Collected data:
________
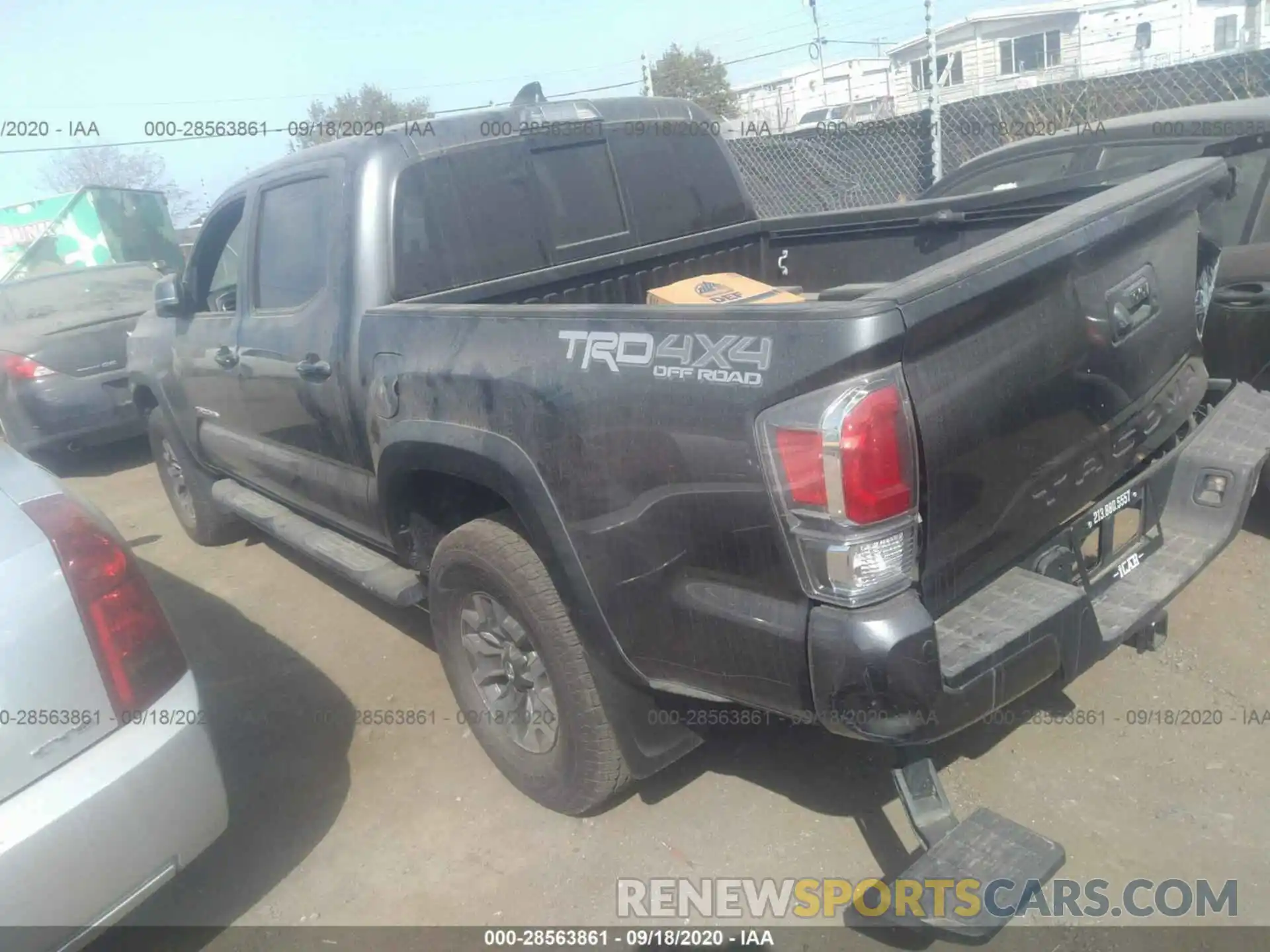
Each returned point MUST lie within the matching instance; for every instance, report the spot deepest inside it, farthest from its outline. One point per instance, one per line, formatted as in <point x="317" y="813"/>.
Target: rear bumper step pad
<point x="375" y="573"/>
<point x="986" y="847"/>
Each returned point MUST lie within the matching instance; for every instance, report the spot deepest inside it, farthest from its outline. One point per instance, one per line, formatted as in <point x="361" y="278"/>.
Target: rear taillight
<point x="135" y="649"/>
<point x="842" y="466"/>
<point x="18" y="367"/>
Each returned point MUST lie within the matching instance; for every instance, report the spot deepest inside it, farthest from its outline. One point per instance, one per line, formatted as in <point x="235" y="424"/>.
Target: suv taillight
<point x="135" y="649"/>
<point x="18" y="367"/>
<point x="841" y="463"/>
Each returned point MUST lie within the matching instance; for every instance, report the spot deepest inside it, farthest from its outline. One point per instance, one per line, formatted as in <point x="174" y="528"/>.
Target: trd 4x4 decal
<point x="673" y="357"/>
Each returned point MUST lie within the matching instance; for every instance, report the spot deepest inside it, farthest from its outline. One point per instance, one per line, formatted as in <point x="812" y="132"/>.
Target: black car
<point x="1238" y="335"/>
<point x="64" y="379"/>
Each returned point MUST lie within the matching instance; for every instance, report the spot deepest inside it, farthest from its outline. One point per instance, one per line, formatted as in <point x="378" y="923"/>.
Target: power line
<point x="331" y="95"/>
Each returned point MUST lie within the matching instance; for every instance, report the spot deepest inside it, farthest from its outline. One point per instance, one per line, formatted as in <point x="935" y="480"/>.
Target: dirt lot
<point x="345" y="824"/>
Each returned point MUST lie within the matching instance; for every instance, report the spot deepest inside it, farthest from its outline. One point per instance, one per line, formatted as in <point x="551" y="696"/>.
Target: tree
<point x="114" y="168"/>
<point x="698" y="77"/>
<point x="356" y="114"/>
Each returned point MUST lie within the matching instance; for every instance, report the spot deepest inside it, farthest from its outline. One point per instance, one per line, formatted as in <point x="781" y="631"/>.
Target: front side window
<point x="215" y="260"/>
<point x="292" y="243"/>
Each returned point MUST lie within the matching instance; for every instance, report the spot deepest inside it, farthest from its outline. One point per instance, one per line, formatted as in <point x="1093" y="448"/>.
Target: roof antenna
<point x="530" y="95"/>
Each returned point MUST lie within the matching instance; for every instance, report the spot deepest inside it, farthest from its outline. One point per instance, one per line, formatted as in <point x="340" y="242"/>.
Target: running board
<point x="375" y="573"/>
<point x="986" y="847"/>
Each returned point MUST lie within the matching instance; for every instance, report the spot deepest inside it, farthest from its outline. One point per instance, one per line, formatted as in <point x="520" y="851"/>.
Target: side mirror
<point x="168" y="298"/>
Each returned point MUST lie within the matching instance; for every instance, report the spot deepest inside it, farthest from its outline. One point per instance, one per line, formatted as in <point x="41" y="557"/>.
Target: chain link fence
<point x="974" y="126"/>
<point x="889" y="160"/>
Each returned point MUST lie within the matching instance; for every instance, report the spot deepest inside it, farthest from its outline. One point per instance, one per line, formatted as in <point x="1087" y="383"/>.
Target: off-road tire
<point x="585" y="768"/>
<point x="201" y="520"/>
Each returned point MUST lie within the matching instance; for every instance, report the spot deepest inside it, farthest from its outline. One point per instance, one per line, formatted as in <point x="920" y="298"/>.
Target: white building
<point x="1027" y="46"/>
<point x="864" y="84"/>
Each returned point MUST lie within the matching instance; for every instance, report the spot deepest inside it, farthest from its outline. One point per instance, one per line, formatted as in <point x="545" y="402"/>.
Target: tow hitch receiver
<point x="984" y="847"/>
<point x="1155" y="635"/>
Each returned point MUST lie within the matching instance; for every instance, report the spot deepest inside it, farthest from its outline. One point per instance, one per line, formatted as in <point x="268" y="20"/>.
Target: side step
<point x="984" y="847"/>
<point x="375" y="573"/>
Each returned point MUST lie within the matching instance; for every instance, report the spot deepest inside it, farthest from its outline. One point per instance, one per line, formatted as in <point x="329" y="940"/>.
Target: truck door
<point x="204" y="391"/>
<point x="1238" y="333"/>
<point x="296" y="444"/>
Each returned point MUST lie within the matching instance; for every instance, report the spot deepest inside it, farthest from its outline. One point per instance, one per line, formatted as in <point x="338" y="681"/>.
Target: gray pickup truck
<point x="981" y="454"/>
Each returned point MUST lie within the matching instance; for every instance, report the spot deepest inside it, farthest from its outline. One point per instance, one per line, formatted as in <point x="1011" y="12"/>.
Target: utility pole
<point x="648" y="75"/>
<point x="820" y="51"/>
<point x="937" y="139"/>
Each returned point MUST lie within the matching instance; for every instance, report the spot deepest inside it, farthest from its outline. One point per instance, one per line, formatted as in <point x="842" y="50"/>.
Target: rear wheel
<point x="519" y="670"/>
<point x="190" y="488"/>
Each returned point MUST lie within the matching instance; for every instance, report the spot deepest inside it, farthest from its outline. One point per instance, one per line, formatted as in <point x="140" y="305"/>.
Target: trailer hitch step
<point x="986" y="848"/>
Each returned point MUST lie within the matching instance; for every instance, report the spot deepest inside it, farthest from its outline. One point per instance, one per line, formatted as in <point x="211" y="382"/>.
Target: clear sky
<point x="124" y="63"/>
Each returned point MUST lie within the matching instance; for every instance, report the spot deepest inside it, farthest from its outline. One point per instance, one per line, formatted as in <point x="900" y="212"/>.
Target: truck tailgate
<point x="1048" y="364"/>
________
__Your instructions__
List each line of the records above that contains the string "step".

__Result of this exercise__
Target: rear bumper step pad
Target: side step
Target: trailer hitch step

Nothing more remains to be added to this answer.